(Referring expression pointing data)
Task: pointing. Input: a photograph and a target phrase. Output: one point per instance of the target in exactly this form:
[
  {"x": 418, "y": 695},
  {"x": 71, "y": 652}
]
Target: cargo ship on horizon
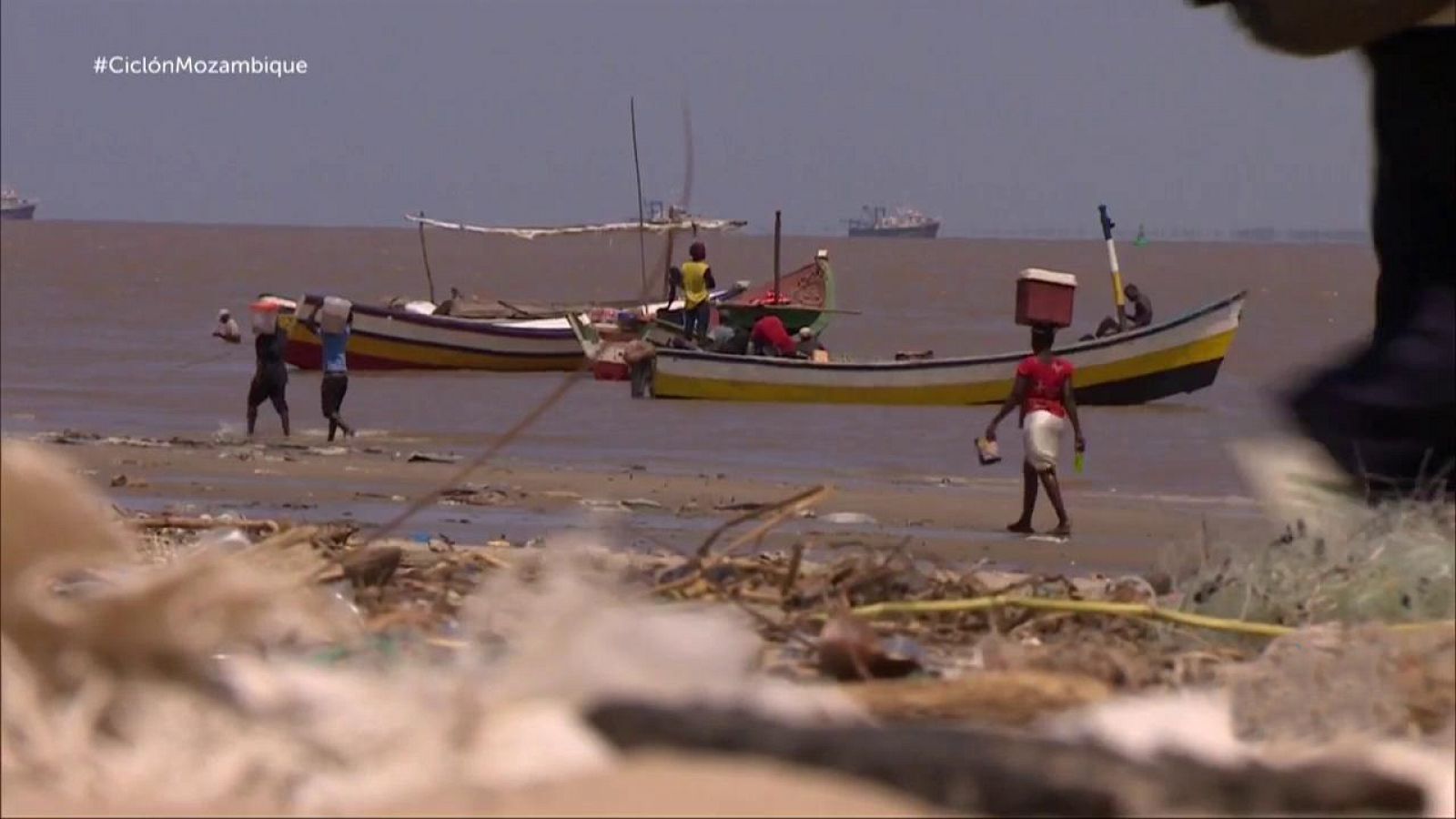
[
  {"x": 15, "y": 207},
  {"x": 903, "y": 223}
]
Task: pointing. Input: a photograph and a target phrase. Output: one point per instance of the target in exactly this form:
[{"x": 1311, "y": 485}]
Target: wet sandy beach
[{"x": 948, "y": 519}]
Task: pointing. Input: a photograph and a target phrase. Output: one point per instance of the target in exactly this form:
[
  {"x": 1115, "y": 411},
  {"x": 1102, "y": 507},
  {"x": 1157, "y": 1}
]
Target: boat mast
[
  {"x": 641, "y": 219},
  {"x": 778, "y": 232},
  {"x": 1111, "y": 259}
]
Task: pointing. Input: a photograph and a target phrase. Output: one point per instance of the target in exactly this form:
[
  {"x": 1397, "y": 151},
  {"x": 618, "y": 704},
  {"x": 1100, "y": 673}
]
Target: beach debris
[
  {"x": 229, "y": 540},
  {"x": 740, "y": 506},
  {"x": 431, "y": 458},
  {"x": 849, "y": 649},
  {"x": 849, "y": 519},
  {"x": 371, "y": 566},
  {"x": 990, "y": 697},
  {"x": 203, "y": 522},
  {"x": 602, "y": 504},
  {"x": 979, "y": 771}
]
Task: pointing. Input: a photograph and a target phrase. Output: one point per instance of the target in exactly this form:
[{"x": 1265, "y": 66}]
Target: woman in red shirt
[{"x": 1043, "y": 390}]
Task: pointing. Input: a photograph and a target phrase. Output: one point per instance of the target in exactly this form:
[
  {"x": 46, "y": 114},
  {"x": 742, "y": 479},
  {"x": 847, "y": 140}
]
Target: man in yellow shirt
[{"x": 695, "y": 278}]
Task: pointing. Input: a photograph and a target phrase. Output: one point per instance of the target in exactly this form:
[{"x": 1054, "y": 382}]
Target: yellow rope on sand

(What is required) Give back each line above exactly, with pictures dropped.

(Answer)
Task: pointing. Input: a photograph and a target phrase. Output: one point per instance of the target in exactly this form:
[
  {"x": 418, "y": 695},
  {"x": 71, "y": 652}
]
Target: cargo ship on horizon
[
  {"x": 15, "y": 207},
  {"x": 903, "y": 223}
]
Task: pointing. Input: a photograph and a target phrase. Output: one point per instance of the target in exactly this form:
[{"x": 1311, "y": 485}]
Target: wet sandy beach
[{"x": 948, "y": 519}]
Task: pointing. Input: a photograph and a target phrase. Output: one point per instance of the target in exactly this form:
[
  {"x": 1115, "y": 411},
  {"x": 1102, "y": 507},
  {"x": 1157, "y": 1}
]
Target: boat mast
[
  {"x": 641, "y": 219},
  {"x": 778, "y": 232},
  {"x": 1111, "y": 259}
]
Task: pointing. Input: a photograph and a target phrase. Output: one point per instance of the target in exactly this form:
[
  {"x": 1397, "y": 151},
  {"x": 618, "y": 704},
  {"x": 1100, "y": 673}
]
Target: beach debris
[
  {"x": 229, "y": 540},
  {"x": 740, "y": 506},
  {"x": 431, "y": 458},
  {"x": 849, "y": 649},
  {"x": 849, "y": 519},
  {"x": 371, "y": 566},
  {"x": 990, "y": 697},
  {"x": 203, "y": 522},
  {"x": 602, "y": 504},
  {"x": 979, "y": 771}
]
Task: pointing. Input: a photograph and a target phrase. Output: one point per instance of the target in exactly this form:
[{"x": 1265, "y": 66}]
Target: woman in red shirt
[{"x": 1043, "y": 390}]
Task: pointing. Input: a photograph and a target phrase. Output: one point per instance of the target in exactly this form:
[
  {"x": 46, "y": 114},
  {"x": 742, "y": 479},
  {"x": 847, "y": 140}
]
Target: man in yellow shirt
[{"x": 695, "y": 278}]
Task: pointing. Input: a photograph and a target phrase. Output: one point per instance of the target in exactly this form:
[{"x": 1054, "y": 382}]
Target: yellow rope on sand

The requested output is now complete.